* **Problems and tasks**
1. Translate this sentence from the Delhi adoption racket article into Spanish: "The police were pursuing the case for some months, and laid a trap for the traffickers."
2. Please copy word for word the passage of the Delhi adoption racket article starting with "The police were" and going on through "for further questioning.".

NEW DELHI: Now it’s Baby trafficking — newborns been stolen from hospitals and then being set up for adoption! The Delhi police have busted an illegal adoption racket. Police told newsmen they have broken up an illegal adoption racket in which newborn babies were stolen from hospitals and sold to couples.
The Police have arrested three members of a group operating a fake charity in New Delhi . This organisation, police claim, has allegedly sold two dozen babies and toddlers to couples for up to Rs 5,50,000 rupees per child. It was a ‘sophisticated racket’.
“The children were either stolen at birth, (or later) kidnapped or bought from poor parents,” Dependra Pathak, joint commissioner for southwest Delhi, declared. So far they have confessed to selling 24 babies,” he added.
The police were pursuing the case for some months, and laid a trap for the traffickers. Undercover officers posed as a couple seeking to adopt, he said. Two children were rescued at the fake charity’s offices during a raid on Monday following a sting operation and the three arrested have been remanded into police custody for further questioning.
The racket in Delhi involved prospective adoptive mothers being admitted to private clinics where they were given a false record of having delivered a baby as well as a birth certificate for their “newborns”, Pathak said. Such underhand ruses are encouraged because couples wanting to legally adopt in India are often frustrated by lengthy bureaucratic delays and complex rules.

* **Extracted material**
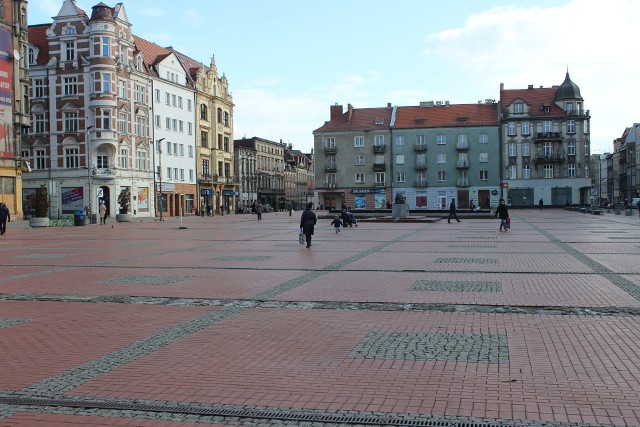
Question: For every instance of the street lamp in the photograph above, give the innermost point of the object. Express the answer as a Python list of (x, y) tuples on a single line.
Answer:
[(88, 143), (160, 174)]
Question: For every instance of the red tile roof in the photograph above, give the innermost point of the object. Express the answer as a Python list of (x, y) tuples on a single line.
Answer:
[(361, 119), (453, 115), (534, 98), (38, 37)]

* **Responses to the exercise**
1. La policía llevaba algunos meses investigando el caso y tendió una trampa a los traficantes.

2.
The police were pursuing the case for some months, and laid a trap for the traffickers. Undercover officers posed as a couple seeking to adopt, he said. Two children were rescued at the fake charity’s offices during a raid on Monday following a sting operation and the three arrested have been remanded into police custody for further questioning.